Zadania do wykonania -
**1)** Streść w dwóch zdaniach poniższy fragment o Ajamili.
**2)** Kontynuuj poniższy fragment o Ajamili, zaczynając od miejsca, w którym się kończy.

Tekst do przeczytania -
Rozdział 18 – Pielgrzym
Oto co Ajamila mówił dalej: "Jestem
bezwstydnym oszustem, który zniszczył w sobie kulturę bramińską, oraz
uosobieniem grzechu. Cóż znaczę wobec wszechpomyślnego intonowania świętego
imienia Pana Narayana?
Jestem takim grzesznikiem, ale ponieważ dano mi tę możliwość,
muszę całkowicie panować nad życiem, umysłem oraz zmysłami, i zawsze
pełnić służbę oddania, by nie upaść ponownie w gęstą ciemność
i ignorancję materialnego życia.
Z powodu utożsamiania jaźni z ciałem jest się podatnym na
pragnienia zadowalania zmysłów, co prowadzi do spełniania pobożnych
i niepobożnych uczynków, a to z kolei składa się na materialną
niewolę. Teraz powinienem uciec z tej niewoli, której sprawcą stała się
złudna energia Najwyższego Pana w formie kobiety. Ja, dusza najbardziej
zdegradowana, padłem ofiarą owej energii i upodobniłem się do psa
tańczącego w takt ruchów kobiecej ręki. Muszę pozbyć się pożądania,
uwolnić od iluzji i zostać miłosiernym przyjacielem wszystkich istot
zawsze pochłoniętym świadomością Kryszny.
Jedynie dzięki powtarzaniu świętego imienia Pana
w towarzystwie bhaktów moje serce się oczyściło. Nigdy więcej nie
powinienem dać się zwieść fałszywemu powabowi materialnego zadowalania zmysłów.
Skupiwszy się teraz na Prawdzie Absolutnej, nie mogę dłużej utożsamiać się
z ciałem. Muszę porzucić fałszywe idee ťja i mojeŤ i skupić
umysł na lotosowych stopach Kryszny".

Zawartość zbioru danych -
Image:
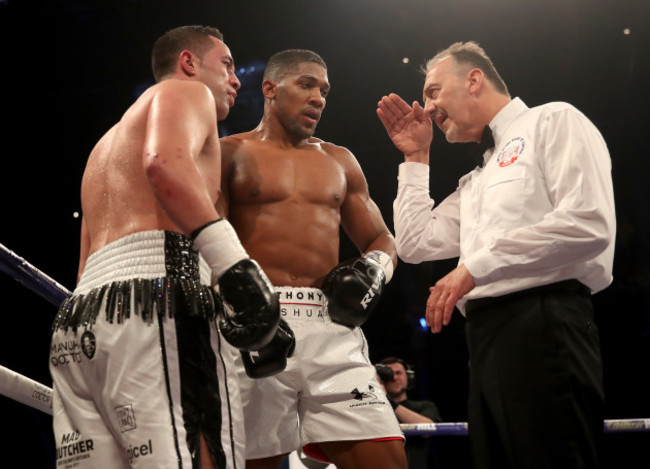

Odpowiedzi do zadań -
**1)** Ajamila nazywa siebie bezwstydnym oszustem i uosobieniem grzechu, który przez utożsamianie jaźni z ciałem popadł w materialną niewolę i padł ofiarą złudnej energii Pana w formie kobiety. Mówi, że jego serce oczyściło się dzięki powtarzaniu świętego imienia Pana w towarzystwie bhaktów, i postanawia panować nad umysłem i zmysłami, pełnić służbę oddania oraz skupić umysł na lotosowych stopach Kryszny.

**2)**
Śukadeva Goswami ciągnął: Z racji krótkiego kontaktu
z bhaktami – Visnudutami – Ajamila zdecydowanie odrzucił materialną
koncepcję życia. Wolny od wszelkich materialnych upodobań, od razu udał się do
Hardwaru. Tam schronił się w świątyni Pana Visnu i podążał procesem
bhakti-jogi. Opanował zmysły i całkowicie zajął umysł służbą oddania.
Oderwany od zadowalania zmysłów umysł Ajamili pogrążył się w myślach
o postaci Pana.
Z inteligencją i umysłem skupionymi na Panu, Ajamila raz
jeszcze ujrzał cztery niebiańskie postacie. Domyślił się, że były to te same,
które widział poprzednio, i padł na ziemię w pokłonie.
Patrząc na Visnudutów, Ajamila porzucił materialne ciało
w Hardwarze nad brzegiem Gangesu. Przybrał na powrót swe pierwotne,
duchowe ciało, odpowiednie dla towarzysza Pana. Otoczony przez wysłanników
Visnu wsiadł do złotego samolotu, którym odleciał prosto do siedziby Pana
Visnu, męża bogini fortuny.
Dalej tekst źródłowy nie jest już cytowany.